# Alıştırma metni
· · · ·

Çiftçi ‘üretim paketi’ istiyor

Türkiye Ziraat Odaları Birliği (TZOB) Genel Başkanı Şemsi Bayraktar tarımın en büyük sorununun girdi maliyetlerinin yüksekliği olduğunu belirterek, girdi maliyetlerini azaltacak bir üretim paketi açıklanmasını istedi.

TZOB Başkanı Şemsi Bayraktar “Dünya Çiftçiler Günü” nedeniyle yaptığı açıklamada tarım sektörünün içinde bulunduğu sorunları ve taleplerini gündeme getirdi. Bayraktar yaptığı açıklamada şu mesajları verdi:
Hâlihazırda tarım sektörünün en büyük problemi, girdi maliyetlerinin yüksekliğidir. Girdi fiyat endeksiyle üretici fiyat endeksi arasındaki fark açıldı. Girdi fiyatlarının yüksekliği üretimi olumsuz etkilemekte, üreticimiz daha az girdi kullanmaktadır. Örneğin geçen senenin son çeyreğinde ve bu senenin ilk çeyreğinde taban ve üst gübre kullanımında azalma olduğunu tespit ettik.

ÇİFTÇİ GÜBRE KULLANAMIYOR

Üreticilerimiz geçmiş yıllara nazaran daha az gübre kullandılar. Bu durum bütün ürünleri etkilemekle beraber buğday arpa gibi hububat ve bakliyat ürünlerinin üretimini olumsuz etkileyecektir. Gübre fiyatları son bir yılda yüzde 300’e varan oranlarda zamlandı. Mazot fiyatları yüzde 239, yem fiyatları ise yüzde 130’un üzerinde zam gördü. Bu durum sektör açısından sürdürülebilir değildir.

· · · ·

# Veri alıntıları
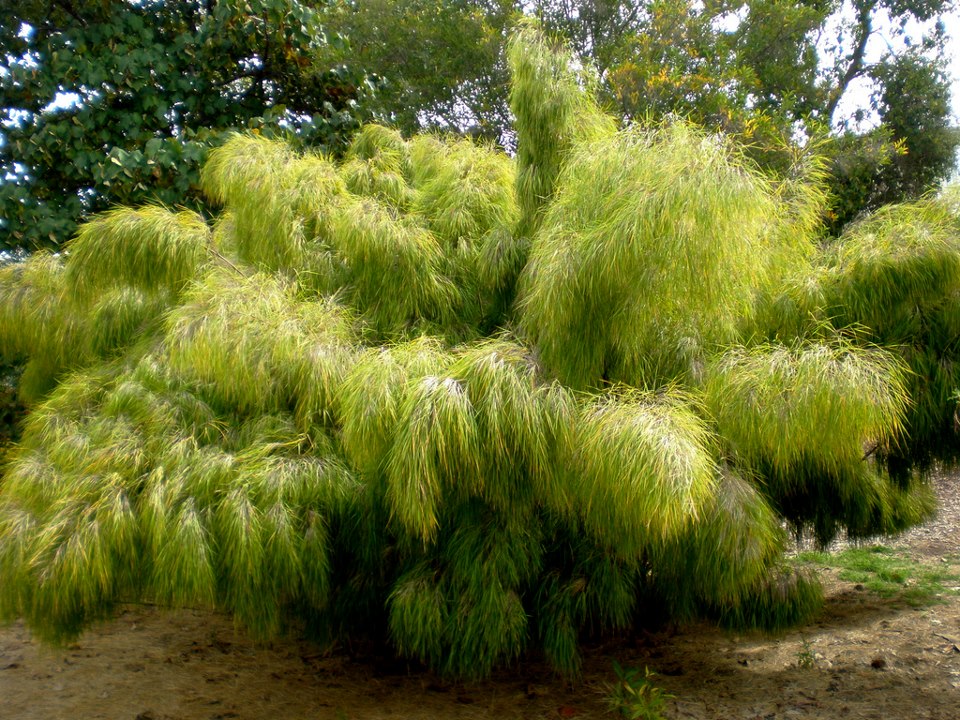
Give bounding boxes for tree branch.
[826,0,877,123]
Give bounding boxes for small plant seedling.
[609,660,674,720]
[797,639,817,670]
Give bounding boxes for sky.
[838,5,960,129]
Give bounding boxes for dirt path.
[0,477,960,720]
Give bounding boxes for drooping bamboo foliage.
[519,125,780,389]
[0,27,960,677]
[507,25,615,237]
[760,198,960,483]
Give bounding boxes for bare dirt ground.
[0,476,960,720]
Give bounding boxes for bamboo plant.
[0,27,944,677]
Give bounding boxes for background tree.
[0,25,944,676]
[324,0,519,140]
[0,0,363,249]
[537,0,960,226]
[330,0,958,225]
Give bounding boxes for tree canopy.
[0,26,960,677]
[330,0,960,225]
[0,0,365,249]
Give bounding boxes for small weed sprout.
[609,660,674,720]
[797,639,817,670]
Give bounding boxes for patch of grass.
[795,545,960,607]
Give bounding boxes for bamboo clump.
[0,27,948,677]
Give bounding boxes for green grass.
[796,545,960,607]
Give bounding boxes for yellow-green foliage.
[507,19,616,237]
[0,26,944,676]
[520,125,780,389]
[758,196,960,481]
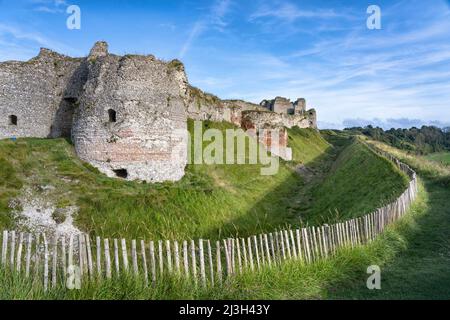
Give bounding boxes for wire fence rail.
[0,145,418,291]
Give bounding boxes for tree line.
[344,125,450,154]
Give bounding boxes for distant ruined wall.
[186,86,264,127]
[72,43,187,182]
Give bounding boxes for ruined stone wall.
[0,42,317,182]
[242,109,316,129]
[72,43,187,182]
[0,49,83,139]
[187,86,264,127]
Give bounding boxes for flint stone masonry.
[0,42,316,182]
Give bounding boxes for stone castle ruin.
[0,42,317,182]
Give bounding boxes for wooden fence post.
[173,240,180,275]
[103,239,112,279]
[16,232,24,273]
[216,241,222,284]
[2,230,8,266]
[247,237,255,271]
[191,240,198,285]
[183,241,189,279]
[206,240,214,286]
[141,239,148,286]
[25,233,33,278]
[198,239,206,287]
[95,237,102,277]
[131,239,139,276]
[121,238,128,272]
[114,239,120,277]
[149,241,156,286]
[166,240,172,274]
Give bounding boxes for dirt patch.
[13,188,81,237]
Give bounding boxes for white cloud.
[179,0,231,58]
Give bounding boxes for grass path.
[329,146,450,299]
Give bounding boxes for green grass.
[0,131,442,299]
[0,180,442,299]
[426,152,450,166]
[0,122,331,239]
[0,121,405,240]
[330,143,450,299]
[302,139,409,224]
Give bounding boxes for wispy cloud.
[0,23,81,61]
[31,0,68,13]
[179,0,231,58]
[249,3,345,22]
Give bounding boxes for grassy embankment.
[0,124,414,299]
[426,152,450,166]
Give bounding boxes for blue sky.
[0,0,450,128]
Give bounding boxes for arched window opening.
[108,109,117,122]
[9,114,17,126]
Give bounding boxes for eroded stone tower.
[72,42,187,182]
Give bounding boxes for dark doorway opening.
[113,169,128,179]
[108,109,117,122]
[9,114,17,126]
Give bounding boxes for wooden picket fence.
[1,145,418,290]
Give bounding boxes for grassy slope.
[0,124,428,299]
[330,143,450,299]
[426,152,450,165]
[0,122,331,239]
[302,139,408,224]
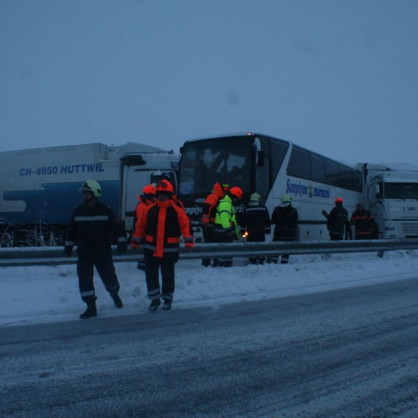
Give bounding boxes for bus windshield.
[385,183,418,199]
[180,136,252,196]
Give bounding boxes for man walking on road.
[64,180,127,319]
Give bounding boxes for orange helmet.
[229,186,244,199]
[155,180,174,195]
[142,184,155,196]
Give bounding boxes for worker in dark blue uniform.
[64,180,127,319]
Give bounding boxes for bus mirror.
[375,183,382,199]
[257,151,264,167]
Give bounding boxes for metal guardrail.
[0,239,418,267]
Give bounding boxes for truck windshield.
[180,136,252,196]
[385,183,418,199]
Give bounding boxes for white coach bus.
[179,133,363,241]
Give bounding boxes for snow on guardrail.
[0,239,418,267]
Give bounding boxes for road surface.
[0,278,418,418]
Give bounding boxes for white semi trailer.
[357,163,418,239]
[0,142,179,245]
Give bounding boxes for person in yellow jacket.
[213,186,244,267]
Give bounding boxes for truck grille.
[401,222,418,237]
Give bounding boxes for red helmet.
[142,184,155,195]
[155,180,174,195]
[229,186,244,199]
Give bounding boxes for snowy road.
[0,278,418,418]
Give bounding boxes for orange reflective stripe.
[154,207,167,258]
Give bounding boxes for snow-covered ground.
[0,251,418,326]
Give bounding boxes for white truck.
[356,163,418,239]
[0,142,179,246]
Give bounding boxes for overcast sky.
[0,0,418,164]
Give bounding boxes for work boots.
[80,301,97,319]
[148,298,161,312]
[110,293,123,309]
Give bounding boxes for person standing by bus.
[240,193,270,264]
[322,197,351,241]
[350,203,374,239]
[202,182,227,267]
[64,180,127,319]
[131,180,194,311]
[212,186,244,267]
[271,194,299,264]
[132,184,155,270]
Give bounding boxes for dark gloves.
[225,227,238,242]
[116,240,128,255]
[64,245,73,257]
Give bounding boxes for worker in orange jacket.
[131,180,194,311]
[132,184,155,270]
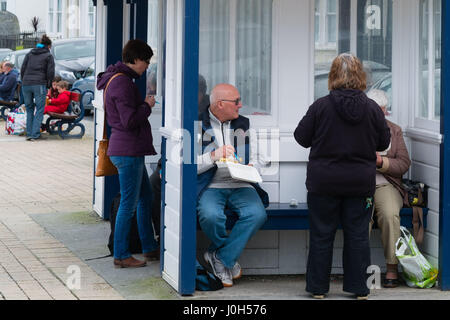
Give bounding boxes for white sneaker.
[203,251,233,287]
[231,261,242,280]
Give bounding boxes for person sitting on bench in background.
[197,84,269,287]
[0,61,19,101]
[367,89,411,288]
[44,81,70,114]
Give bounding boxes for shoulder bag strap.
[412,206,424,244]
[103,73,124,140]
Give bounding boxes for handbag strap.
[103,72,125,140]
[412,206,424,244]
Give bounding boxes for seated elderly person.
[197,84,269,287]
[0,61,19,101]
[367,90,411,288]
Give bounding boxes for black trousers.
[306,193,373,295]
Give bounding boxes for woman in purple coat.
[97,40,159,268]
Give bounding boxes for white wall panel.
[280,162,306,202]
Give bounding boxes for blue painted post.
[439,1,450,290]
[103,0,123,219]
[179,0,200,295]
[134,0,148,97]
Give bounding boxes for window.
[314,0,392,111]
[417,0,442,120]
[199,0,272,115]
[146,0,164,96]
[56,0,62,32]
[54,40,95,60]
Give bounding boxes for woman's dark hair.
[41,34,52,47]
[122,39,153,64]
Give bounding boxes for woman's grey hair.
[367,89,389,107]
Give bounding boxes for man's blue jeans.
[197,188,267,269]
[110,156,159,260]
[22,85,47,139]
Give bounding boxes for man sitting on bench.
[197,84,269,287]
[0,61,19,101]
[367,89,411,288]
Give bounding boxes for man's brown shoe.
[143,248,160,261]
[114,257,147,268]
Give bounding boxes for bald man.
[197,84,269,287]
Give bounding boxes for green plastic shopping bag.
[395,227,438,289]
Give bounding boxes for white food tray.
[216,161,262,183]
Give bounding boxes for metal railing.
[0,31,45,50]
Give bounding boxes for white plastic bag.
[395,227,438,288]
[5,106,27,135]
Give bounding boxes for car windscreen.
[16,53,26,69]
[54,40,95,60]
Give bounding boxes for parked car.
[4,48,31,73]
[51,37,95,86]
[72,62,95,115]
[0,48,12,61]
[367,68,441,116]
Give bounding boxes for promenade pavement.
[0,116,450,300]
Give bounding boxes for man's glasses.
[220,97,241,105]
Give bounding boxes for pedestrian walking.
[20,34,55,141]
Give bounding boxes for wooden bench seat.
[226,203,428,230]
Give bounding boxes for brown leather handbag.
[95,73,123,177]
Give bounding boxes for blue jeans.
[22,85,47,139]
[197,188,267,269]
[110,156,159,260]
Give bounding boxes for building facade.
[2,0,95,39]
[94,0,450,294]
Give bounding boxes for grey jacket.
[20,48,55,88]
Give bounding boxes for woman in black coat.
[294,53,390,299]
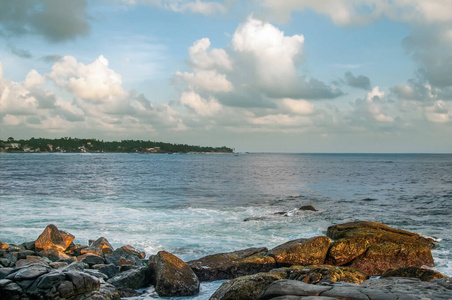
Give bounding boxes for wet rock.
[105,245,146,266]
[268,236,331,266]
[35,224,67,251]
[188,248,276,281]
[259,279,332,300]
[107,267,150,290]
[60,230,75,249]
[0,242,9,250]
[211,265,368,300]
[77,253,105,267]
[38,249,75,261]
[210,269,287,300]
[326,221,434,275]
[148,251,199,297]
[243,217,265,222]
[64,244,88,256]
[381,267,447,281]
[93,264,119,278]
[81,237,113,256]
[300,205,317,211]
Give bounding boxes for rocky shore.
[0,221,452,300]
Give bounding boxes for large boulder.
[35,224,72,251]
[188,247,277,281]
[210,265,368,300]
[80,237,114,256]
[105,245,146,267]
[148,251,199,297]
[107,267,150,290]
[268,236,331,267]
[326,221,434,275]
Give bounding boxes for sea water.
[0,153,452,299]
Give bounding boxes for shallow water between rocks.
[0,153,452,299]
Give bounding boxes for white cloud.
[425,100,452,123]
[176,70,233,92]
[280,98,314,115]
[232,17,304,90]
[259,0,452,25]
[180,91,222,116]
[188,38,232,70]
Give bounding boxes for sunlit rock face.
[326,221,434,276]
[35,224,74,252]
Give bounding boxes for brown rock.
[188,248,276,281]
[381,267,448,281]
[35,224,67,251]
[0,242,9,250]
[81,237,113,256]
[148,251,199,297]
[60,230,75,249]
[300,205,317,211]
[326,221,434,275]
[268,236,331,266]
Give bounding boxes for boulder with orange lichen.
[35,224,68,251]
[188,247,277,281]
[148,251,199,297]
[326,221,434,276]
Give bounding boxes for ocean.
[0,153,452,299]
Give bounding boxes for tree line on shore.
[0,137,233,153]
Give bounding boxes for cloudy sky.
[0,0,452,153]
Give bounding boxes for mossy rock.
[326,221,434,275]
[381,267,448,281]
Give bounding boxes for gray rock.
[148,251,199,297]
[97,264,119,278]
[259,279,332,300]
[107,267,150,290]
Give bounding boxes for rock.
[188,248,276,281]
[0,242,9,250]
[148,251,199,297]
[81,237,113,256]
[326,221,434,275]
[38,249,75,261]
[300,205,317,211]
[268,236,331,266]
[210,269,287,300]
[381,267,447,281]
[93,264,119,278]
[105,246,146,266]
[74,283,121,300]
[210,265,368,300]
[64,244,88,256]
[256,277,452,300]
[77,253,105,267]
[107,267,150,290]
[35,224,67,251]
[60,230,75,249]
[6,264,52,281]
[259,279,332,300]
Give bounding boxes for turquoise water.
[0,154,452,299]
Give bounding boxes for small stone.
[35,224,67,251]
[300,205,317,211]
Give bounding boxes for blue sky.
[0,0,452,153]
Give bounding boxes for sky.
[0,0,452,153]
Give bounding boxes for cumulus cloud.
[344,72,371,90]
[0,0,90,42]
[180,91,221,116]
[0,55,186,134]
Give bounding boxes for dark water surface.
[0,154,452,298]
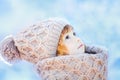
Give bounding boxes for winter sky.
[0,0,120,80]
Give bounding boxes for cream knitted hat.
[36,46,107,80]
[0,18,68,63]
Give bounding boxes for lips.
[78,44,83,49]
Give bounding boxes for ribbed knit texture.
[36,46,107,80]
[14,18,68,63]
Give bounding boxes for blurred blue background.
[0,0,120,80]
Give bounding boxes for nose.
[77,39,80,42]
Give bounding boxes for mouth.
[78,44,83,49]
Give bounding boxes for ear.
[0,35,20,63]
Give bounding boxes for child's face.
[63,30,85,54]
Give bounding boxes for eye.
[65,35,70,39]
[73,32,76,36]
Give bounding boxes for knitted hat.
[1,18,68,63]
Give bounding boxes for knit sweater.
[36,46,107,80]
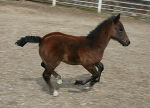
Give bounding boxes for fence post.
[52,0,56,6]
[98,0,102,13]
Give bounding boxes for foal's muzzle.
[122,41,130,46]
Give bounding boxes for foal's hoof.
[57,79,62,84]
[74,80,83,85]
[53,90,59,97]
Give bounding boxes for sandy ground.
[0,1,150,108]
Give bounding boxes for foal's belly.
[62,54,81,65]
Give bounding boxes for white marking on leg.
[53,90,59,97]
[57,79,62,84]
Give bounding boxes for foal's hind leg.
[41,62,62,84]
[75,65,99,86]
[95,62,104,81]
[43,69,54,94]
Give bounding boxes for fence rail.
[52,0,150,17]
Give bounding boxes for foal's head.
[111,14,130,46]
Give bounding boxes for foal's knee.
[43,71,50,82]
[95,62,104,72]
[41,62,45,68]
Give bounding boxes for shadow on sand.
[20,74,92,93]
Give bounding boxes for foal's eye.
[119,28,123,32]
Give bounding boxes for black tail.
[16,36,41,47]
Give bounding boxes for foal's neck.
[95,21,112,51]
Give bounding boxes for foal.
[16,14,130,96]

· · · ·

# Verilen görev 1
Çiftçilerin girdi maliyetlerini konu alan haberden "ÇİFTÇİ GÜBRE KULLANAMIYOR" sözleriyle başlayıp "açısından sürdürülebilir değildir." sözlerine kadar süren bölümü olduğu gibi geri verir misiniz?
# Verilen görev 2
Girdi maliyetleriyle ilgili haberdeki açıklamaya göre mazot fiyatları yüzde kaç zam gördü?
# Verilen görev 3
Çiftçilerin girdi maliyetlerini konu alan haberi son cümlesinden sonra sürdürür müsünüz?

# Yazılı yanıt 1
ÇİFTÇİ GÜBRE KULLANAMIYOR

Üreticilerimiz geçmiş yıllara nazaran daha az gübre kullandılar. Bu durum bütün ürünleri etkilemekle beraber buğday arpa gibi hububat ve bakliyat ürünlerinin üretimini olumsuz etkileyecektir. Gübre fiyatları son bir yılda yüzde 300’e varan oranlarda zamlandı. Mazot fiyatları yüzde 239, yem fiyatları ise yüzde 130’un üzerinde zam gördü. Bu durum sektör açısından sürdürülebilir değildir.

# Yazılı yanıt 2
Mazot fiyatları yüzde 239 zam gördü.

# Yazılı yanıt 3
ÜRETMEK ZORUNDAYIZ

Dünyada pandemi, kuraklık, savaş nedeniyle gıda krizleri ve kıtlık başladı. Birçok ülke, Çin başta olmak üzere gıda milliyetçiliği yapmakta, gıda ürünlerini stoklamakta ve ihracatına sınırlamalar getirmektedir. Bu koşullarda ülkemizin gıda ihtiyacını ithalatla karşılama imkânı yoktur. İnsanımızı doyurmak için çiftçilerimiz üretmek zorundadır.

ÜRETİM DESTEKLENMELİ

Bu ülkede gıda ürünlerindeki pahalılık kıtlık algısı yaratmasın, tarımsal potansiyelimizi harekete geçirmeliyiz. Bu manada hükümetimizden özellikle girdi maliyetlerini azaltacak bir üretim teşvik paketi açıklamasını bekliyoruz. Böyle bir açıklama üreticimizin moralini yükseltir. Toprağına bağlanmasını ve üretimini artırmasını sağlar. Ayrıca üretimi bırakan üreticilerinde tekrar üretime dönmesi sağlanabilir. Taşı toprağı ekelim diyorsak, bir karış toprak boş kalmasın istiyorsak, üreticimizi ve üretimi daha fazla desteklemeliyiz.

ÇİFTÇİ MERKEZLİ DEVLET POLİTİKASI

Türkiye tarım potansiyeli yüksek, dünyada yetişmeyen birçok ürünü yetiştirebilen bir ülkedir. Tarımın GSYH içerisindeki payı yüzde 5,6’dır. Tarımsal hâsıla 45 milyar dolar, ihracatımız ise 25 milyar dolardır. Tarımda kişi başı gelir 3 bin doların altındadır. Bu tabloyu değiştirmeliyiz. Hedefimiz 100 milyar dolar hasılası olan, 50 milyar dolar ihracat yapan ve çiftçisinin refahını sağlamış bir tarım sektörü olmalıdır. Bu hedefe ulaşmak için çiftçiyi merkeze alan devlet politikalarına ihtiyaç vardır. Tarım sektöründe uygulanacak devlet politikaları değişen hükümetlere ve bakanlara göre değişmemeli, kalıcı olmalıdır.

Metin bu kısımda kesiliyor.